Thursday, November 10, 2022

"Anne of Green Gables" by L.M. Montgomery (re-read)

My L.M. Montgomery Readathon group on Facebook has just finished reading & discussing the author's first and most famous book, "Anne of Green Gables," which we started back in early July (covering two chapters per week).  (I read the novel through on my own before we started, and reviewed it here, along with some memories of my personal history with this well-known Canadian classic.) 

I loved this book as a child, and I love love LOVED revisiting it now, especially in such an in-depth way with other Montgomery fans. As I said in my initial review, I hadn't re-read this book in decades, but even after all these years, I could practically recite the words on some of the pages without even looking at them, they were so very familiar.

****************

Task 1
Can you return the part of the "Anne of Green Gables" post from "Thursday, November 10, 2022" to "well-known Canadian classic.)", word for word?
Task 2
Answer these about the "Anne of Green Gables" post:
(a) When did the readathon group start reading the novel?
(b) How many chapters did the group cover each week?
(c) How long had it been since the writer last re-read the book before this time?
The data after the text has no part in any of this.

****************

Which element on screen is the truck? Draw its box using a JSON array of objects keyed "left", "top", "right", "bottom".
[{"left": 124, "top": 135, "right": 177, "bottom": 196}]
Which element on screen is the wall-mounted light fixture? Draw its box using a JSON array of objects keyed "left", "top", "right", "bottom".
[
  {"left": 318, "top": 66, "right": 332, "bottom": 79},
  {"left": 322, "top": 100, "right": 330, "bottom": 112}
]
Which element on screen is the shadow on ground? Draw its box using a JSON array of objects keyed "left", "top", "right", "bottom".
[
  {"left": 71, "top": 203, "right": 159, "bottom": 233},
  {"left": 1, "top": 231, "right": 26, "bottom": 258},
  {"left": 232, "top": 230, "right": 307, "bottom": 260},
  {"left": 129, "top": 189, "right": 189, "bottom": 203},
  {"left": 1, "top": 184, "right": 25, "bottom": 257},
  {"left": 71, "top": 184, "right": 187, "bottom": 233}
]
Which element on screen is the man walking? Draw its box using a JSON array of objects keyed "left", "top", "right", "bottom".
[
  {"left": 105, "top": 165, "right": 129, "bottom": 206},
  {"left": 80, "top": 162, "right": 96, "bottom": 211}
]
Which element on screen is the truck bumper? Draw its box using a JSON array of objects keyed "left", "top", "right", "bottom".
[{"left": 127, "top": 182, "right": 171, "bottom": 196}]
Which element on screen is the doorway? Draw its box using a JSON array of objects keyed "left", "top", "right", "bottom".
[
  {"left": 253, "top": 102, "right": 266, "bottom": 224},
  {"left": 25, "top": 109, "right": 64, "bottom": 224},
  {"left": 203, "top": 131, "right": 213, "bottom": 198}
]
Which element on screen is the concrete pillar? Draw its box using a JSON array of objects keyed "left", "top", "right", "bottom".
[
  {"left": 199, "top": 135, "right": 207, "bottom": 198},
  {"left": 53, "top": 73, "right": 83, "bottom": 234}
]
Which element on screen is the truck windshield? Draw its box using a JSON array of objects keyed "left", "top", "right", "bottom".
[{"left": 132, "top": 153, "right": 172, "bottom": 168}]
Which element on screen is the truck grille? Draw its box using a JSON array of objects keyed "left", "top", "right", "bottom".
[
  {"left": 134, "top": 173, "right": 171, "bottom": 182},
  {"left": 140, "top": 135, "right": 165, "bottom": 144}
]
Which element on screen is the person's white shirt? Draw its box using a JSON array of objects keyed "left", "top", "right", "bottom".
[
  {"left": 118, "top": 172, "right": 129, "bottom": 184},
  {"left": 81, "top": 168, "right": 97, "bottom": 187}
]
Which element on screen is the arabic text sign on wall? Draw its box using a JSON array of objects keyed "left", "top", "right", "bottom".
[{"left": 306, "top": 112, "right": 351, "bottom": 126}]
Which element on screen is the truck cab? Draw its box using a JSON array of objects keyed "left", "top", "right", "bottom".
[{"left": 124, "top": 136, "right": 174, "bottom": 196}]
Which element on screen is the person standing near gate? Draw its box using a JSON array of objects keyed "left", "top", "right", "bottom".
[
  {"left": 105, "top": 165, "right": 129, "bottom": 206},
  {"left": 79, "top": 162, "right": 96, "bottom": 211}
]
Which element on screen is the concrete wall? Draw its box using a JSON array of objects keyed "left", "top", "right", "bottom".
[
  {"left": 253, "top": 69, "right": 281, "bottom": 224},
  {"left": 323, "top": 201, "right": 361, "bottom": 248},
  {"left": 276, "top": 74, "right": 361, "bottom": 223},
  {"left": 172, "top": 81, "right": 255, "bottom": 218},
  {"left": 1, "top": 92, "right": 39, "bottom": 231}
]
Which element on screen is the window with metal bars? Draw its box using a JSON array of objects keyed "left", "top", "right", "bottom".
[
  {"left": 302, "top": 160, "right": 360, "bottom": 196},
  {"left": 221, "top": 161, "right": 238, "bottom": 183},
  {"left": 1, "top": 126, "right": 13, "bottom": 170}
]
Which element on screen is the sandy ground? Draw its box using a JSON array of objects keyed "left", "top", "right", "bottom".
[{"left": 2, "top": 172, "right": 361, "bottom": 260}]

****************

Full answer 1
Thursday, November 10, 2022

"Anne of Green Gables" by L.M. Montgomery (re-read)

My L.M. Montgomery Readathon group on Facebook has just finished reading & discussing the author's first and most famous book, "Anne of Green Gables," which we started back in early July (covering two chapters per week).  (I read the novel through on my own before we started, and reviewed it here, along with some memories of my personal history with this well-known Canadian classic.)

Full answer 2
(a) Early July.
(b) Two chapters per week.
(c) Decades.